(Selected excerpt)
========================================

Four good reads about the Summer Game …

Updated 7/30/2022 9:02 AM

(To make it easy for you to buy any of these books if you are interested, I made each image linked to buying the book right on amazon.com. I do get a commission if you use the links in this post.)

The Umpire is Out

By Dale Scott, with Rob Neyer

University of Nebraska Press

Dale Scott had plenty of objectives in writing this memoir, not the least being a desire to tell the story of his sexual orientation.

More than anything, though, there was this: Providing an authentic inside look at the life of a major league umpire.

“That was certainly a big part of it,” says Scott, a long-time Portland resident who retired in 2017 after 32 years in Major League Baseball. “I hope it was fun for (readers) to take a peek behind the curtain and see what we do.”

Scott, 62, is most well-known as the first official in one of the four major pro sports leagues (NFL, NBA, NHL and MLB) to come out as gay in 2014. But Scott’s resume as an umpire speaks for itself. The Sheldon High grad worked 1,000 MLB games behind the plate, 3,897 games in all. He called three World Series and three All-Star Games and served as a crew chief for many years before retiring at age 57 after suffering his fourth concussion in five years.

Dale received help writing the book from fellow Portlander Rob Neyer, a veteran sportswriter/author who serves as commissioner of the West Coast League, a wood-bat summer college league. Scott estimates he wrote about “70 percent” of the content.

========================================

(Given information)

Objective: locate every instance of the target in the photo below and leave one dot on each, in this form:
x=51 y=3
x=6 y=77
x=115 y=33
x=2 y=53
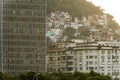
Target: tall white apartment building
x=103 y=59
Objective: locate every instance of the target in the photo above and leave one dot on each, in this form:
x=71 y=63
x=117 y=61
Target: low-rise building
x=101 y=58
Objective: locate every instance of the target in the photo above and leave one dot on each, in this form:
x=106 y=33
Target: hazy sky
x=110 y=6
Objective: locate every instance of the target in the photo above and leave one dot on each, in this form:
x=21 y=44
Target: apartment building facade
x=22 y=36
x=103 y=59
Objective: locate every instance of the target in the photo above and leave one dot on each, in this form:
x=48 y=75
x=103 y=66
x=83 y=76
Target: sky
x=110 y=6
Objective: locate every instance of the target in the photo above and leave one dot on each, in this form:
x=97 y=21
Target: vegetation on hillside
x=79 y=8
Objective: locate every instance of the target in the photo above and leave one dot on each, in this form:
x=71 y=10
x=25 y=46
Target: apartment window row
x=91 y=57
x=42 y=19
x=24 y=12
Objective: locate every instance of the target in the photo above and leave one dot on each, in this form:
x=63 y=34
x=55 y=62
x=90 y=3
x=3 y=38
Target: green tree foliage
x=55 y=76
x=75 y=7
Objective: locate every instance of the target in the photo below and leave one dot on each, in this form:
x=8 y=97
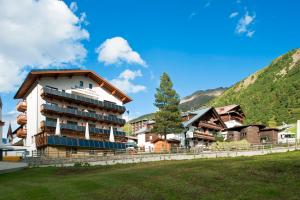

========================================

(Instruction) Write out the passage from the baseball book roundup above, from "More than anything, though, there" up to and including "in five years.".

(The answer)
More than anything, though, there was this: Providing an authentic inside look at the life of a major league umpire.

“That was certainly a big part of it,” says Scott, a long-time Portland resident who retired in 2017 after 32 years in Major League Baseball. “I hope it was fun for (readers) to take a peek behind the curtain and see what we do.”

Scott, 62, is most well-known as the first official in one of the four major pro sports leagues (NFL, NBA, NHL and MLB) to come out as gay in 2014. But Scott’s resume as an umpire speaks for itself. The Sheldon High grad worked 1,000 MLB games behind the plate, 3,897 games in all. He called three World Series and three All-Star Games and served as a crew chief for many years before retiring at age 57 after suffering his fourth concussion in five years.